> _Excerpts from a dataset_
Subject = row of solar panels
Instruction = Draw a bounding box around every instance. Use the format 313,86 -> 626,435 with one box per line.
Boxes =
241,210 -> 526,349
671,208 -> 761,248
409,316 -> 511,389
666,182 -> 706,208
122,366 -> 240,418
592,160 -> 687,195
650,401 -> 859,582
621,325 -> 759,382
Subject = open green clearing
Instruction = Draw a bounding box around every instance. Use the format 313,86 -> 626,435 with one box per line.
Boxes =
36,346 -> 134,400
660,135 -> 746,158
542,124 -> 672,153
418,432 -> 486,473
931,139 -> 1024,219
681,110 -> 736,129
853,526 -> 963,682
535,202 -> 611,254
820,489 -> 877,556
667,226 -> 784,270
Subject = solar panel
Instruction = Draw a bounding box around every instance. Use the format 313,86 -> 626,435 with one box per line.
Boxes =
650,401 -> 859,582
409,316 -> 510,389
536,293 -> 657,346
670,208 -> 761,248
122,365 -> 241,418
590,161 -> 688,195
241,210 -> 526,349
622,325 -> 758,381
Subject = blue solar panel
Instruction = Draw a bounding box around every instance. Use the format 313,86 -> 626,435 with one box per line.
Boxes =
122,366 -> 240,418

==

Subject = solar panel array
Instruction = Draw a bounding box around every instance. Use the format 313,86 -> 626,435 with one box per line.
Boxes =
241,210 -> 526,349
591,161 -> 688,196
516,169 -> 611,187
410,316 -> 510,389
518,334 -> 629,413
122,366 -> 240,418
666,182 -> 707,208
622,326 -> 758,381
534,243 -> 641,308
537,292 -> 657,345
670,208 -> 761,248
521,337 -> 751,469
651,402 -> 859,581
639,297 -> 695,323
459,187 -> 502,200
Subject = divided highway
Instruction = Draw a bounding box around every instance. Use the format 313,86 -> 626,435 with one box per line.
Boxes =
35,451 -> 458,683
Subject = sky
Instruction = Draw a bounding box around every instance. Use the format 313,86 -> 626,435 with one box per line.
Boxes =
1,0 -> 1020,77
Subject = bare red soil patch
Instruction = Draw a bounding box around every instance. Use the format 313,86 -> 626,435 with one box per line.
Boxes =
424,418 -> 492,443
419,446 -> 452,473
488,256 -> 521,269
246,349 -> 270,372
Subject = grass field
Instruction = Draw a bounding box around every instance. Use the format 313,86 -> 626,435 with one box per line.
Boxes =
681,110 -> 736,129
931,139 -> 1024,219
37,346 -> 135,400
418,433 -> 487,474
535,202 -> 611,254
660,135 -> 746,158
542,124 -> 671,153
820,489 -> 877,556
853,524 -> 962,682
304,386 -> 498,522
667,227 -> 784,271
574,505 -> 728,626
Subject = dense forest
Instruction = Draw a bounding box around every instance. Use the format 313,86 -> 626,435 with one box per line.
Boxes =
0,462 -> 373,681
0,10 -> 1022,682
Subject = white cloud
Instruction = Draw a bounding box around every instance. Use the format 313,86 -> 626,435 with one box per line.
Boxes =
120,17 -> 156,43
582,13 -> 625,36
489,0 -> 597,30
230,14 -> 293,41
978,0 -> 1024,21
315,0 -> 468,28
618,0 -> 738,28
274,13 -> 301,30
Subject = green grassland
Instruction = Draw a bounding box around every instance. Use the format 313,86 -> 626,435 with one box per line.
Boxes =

* * *

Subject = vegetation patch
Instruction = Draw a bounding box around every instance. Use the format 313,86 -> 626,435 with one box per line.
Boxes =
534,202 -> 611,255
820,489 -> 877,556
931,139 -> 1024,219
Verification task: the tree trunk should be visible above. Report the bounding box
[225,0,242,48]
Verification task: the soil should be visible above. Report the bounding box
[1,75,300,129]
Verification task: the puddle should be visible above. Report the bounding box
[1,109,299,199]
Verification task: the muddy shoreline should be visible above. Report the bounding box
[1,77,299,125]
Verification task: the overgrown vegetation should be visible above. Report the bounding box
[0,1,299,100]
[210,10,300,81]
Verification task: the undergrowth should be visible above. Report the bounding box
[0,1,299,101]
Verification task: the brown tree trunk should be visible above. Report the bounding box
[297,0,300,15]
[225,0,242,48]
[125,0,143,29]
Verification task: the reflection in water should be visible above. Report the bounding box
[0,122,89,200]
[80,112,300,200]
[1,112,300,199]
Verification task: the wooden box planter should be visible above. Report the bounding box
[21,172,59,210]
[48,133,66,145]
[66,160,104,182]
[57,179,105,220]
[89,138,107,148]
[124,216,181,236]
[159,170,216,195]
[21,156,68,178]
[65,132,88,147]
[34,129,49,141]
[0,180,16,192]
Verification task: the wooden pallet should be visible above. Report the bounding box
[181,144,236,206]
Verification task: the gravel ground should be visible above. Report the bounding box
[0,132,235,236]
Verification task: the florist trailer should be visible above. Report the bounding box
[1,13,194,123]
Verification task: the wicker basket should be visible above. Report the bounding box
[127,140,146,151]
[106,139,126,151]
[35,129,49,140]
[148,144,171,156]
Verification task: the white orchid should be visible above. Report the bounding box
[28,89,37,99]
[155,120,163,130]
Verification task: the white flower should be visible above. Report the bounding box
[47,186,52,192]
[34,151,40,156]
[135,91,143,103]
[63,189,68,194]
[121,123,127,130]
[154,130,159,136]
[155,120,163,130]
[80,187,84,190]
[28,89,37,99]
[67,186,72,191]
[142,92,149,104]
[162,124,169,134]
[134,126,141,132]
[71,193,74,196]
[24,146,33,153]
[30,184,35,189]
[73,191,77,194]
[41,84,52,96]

> _What to do_
Write out every line in the data that holds the string "patch".

> _Written response_
Subject = bare red soil patch
Subject = vegetation patch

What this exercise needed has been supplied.